◆ **STATED PROBLEM**
Below, find the line that contains "Where can the white cloud" and reproduce it word for word, along with every line after it through the final line of the material.

[Start GIVEN INFORMATION]

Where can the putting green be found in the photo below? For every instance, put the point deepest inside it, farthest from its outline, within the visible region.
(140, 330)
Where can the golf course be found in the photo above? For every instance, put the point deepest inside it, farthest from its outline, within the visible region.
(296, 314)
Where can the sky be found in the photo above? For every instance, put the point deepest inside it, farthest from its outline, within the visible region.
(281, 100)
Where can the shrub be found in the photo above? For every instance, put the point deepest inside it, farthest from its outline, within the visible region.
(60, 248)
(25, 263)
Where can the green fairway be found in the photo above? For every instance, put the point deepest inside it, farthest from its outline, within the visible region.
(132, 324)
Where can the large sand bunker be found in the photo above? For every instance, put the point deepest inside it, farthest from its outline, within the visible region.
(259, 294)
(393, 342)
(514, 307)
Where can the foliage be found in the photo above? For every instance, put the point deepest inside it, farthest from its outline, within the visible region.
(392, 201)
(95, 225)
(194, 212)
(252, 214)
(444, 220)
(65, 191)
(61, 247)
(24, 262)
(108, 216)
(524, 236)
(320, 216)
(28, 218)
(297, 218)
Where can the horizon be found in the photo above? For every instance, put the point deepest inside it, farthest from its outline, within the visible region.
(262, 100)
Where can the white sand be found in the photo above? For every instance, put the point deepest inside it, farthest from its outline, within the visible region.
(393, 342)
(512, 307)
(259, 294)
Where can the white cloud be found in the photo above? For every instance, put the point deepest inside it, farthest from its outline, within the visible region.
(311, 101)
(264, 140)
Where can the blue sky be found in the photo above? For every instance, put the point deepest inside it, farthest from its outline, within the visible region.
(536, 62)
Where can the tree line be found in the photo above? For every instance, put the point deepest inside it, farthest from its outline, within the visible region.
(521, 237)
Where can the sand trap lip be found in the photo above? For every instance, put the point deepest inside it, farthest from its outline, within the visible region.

[End GIVEN INFORMATION]

◆ **RESULT OF THE TASK**
Where can the white cloud be found in the photo above? For every instance, put the point deepest inside it, farthest from its outline, within the visible region.
(311, 101)
(264, 140)
Where can the blue sky be found in the photo above? For every instance, put the point deepest inside it, farthest from its outline, within the visible region.
(536, 62)
Where can the tree line be found in the photo above? For every instance, put the point deepest inside it, farthest from its outline, within the visible region.
(521, 237)
Where can the sand trap lip be found in the photo above? For every instance, put the point deepest inside it, farthest from its outline, within the visible region.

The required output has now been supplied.